**Texte d'étude:**
---*---

Tokyo (awp/afp) - La Banque du Japon (BoJ) a gardé jeudi sa politique monétaire ultra-accommodante inchangée, une décision sans surprise, les observateurs attendant surtout la conférence de presse de son gouverneur Haruhiko Kuroda, au lendemain de la nomination du nouveau Premier ministre Yoshihide Suga.

M. Suga s'est déjà déclaré favorable à la poursuite de la politique monétaire actuelle de la BoJ, visant à stabiliser les marchés et à permettre aux entreprises japonaises d'emprunter à des taux ultra-faibles.

Nommé en 2013 par Shinzo Abe, puis reconduit en 2018 pour un second mandat courant jusqu'à 2023, M. Kuroda incarnait la "première flèche" des "Abenomics", la politique économique de M. Abe, et pourrait ainsi fort bien s'accommoder des "Suganomics" de son successeur.

La BoJ a maintenu jeudi son taux d'intérêt négatif de 0,1% sur les dépôts des banques auprès d'elle et a reconfirmé sa politique d'achats illimités d'obligations publiques japonaises pour faire en sorte que leurs rendements à dix ans demeurent autour de 0%.

L'institution monétaire a pris depuis mars une série de mesures exceptionnelles pour amortir le choc de la pandémie sur l'économie nippone, renforçant significativement ses rachats d'actifs et instaurant des mécanismes spéciaux de prêts à taux zéro, notamment à destination des petites et moyennes entreprises.

Signes de reprise

"L'économie japonaise commence à rebondir", même si elle demeure "dans une situation difficile en raison de l'impact du nouveau coronavirus" au Japon et dans le reste du monde, a commenté la BoJ dans son communiqué.

Le rythme de la reprise économique au Japon devrait ainsi rester "modéré" face à la persistance du Covid-19, a-t-elle ajouté.

L'institution monétaire a aussi rappelé son objectif de générer à terme une stabilité des prix autour de 2%, une cible d'inflation qu'elle s'est fixée depuis 2013 mais jamais atteinte jusqu'à présent.

Cette perspective s'est même éloignée encore davantage depuis la pandémie. L'inflation au Japon devrait rester "négative" pour le moment, a rappelé la BoJ.

Après avoir reculé en avril et mai, les prix à la consommation au Japon (hors produits frais) ont stagné en juin et juillet. Pour le mois d'août, dont les données seront publiées vendredi, le consensus d'économistes Bloomberg s'attend à un repli de 0,4% sur un an.

Au niveau de la croissance, l'économie japonaise est tombée en récession dès le premier trimestre 2020, la consommation des ménages ayant notamment sombré sous les coups de boutoir d'un relèvement de la TVA en octobre dernier puis de la propagation du coronavirus.

---*---

**Enregistrements présentés:**
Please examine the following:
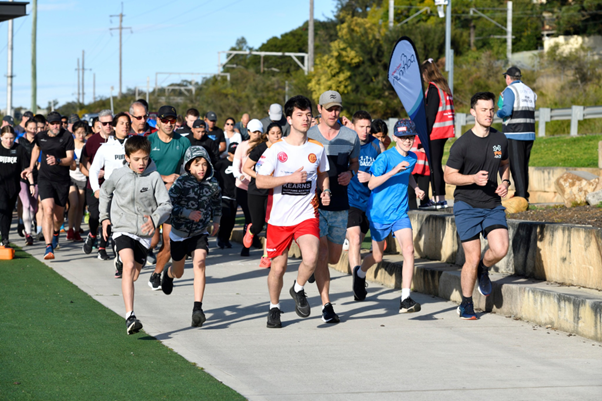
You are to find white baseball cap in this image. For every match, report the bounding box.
[247,118,263,134]
[268,103,282,121]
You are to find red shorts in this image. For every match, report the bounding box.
[265,218,320,259]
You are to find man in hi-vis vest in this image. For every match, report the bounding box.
[497,67,537,200]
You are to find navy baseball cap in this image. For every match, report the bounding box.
[393,118,418,137]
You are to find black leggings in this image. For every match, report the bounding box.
[427,138,447,196]
[248,194,268,235]
[236,187,251,228]
[0,187,19,243]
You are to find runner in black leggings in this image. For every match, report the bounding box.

---*---

**Consignes de l'exercice:**
[1] Répondez aux questions suivantes à partir de l'article sur la Banque du Japon.
(a) En quelle année M. Kuroda a-t-il été reconduit pour un second mandat ?
(b) Quel taux d'intérêt négatif la BoJ a-t-elle maintenu jeudi sur les dépôts des banques auprès d'elle ?
(c) Autour de quel niveau la BoJ vise-t-elle une stabilité des prix depuis 2013 ?
[2] Reproduisez fidèlement le passage de l'article sur la Banque du Japon qui commence aux mots « L'institution monétaire a pris » et s'arrête après les mots « Covid-19, a-t-elle ajouté. ».

**Corrigé de l'exercice:**
[1]
(a) En 2018.
(b) 0,1 %.
(c) Autour de 2 %.

[2]
L'institution monétaire a pris depuis mars une série de mesures exceptionnelles pour amortir le choc de la pandémie sur l'économie nippone, renforçant significativement ses rachats d'actifs et instaurant des mécanismes spéciaux de prêts à taux zéro, notamment à destination des petites et moyennes entreprises.

Signes de reprise

"L'économie japonaise commence à rebondir", même si elle demeure "dans une situation difficile en raison de l'impact du nouveau coronavirus" au Japon et dans le reste du monde, a commenté la BoJ dans son communiqué.

Le rythme de la reprise économique au Japon devrait ainsi rester "modéré" face à la persistance du Covid-19, a-t-elle ajouté.